## Exercise materials
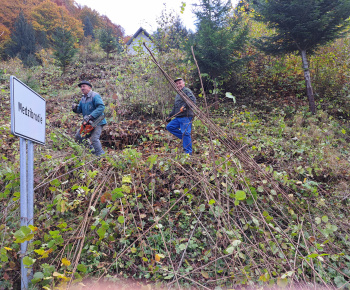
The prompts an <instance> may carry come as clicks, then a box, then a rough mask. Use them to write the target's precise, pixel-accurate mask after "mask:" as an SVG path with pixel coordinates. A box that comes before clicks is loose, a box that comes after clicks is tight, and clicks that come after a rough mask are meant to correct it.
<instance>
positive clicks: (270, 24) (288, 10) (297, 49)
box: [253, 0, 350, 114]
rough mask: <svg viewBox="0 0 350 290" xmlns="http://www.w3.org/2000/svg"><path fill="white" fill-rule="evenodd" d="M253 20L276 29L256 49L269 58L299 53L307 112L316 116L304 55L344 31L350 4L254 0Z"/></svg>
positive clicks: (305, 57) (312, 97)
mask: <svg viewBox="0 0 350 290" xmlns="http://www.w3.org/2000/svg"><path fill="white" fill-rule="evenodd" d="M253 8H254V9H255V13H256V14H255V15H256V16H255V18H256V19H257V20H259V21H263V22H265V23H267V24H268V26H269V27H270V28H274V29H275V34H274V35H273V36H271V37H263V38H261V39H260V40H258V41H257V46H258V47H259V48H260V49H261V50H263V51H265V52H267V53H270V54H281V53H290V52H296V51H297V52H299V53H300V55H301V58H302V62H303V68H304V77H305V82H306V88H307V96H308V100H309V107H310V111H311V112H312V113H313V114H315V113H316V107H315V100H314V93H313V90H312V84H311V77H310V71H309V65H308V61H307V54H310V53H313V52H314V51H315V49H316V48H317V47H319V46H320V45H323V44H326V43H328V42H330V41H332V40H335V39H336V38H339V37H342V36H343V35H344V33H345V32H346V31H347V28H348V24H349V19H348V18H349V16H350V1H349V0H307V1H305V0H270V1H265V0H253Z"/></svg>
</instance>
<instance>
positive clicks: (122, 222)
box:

--

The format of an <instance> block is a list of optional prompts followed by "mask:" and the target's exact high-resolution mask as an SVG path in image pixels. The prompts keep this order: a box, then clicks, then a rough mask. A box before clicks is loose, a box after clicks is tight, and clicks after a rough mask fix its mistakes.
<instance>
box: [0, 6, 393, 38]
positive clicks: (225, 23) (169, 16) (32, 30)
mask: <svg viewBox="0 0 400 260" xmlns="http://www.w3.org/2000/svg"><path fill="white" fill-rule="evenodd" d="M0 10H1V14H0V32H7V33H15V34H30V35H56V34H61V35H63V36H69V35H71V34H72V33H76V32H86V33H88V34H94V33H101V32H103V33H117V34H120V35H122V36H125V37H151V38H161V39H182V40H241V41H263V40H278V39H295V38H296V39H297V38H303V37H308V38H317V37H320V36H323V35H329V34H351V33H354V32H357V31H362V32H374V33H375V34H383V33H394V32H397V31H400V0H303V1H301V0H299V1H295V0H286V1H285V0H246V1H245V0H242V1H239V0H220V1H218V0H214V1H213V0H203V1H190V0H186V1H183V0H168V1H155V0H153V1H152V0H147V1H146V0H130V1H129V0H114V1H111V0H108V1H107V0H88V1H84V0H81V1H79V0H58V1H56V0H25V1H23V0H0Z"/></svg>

==

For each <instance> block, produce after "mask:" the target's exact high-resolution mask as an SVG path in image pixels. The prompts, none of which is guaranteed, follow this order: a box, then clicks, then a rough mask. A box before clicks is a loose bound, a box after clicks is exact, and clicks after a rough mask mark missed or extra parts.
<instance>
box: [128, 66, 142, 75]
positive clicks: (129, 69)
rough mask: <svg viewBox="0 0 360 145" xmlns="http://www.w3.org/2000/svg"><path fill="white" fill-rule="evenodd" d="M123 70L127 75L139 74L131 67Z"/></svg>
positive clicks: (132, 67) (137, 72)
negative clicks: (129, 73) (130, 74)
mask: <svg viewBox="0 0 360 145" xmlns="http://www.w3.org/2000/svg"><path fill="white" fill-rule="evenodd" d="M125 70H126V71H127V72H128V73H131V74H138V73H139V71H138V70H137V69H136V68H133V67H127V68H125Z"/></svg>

## Action item
In the records above, how many lines hold the string "tight"? Only the number should be given.

## Completed task
2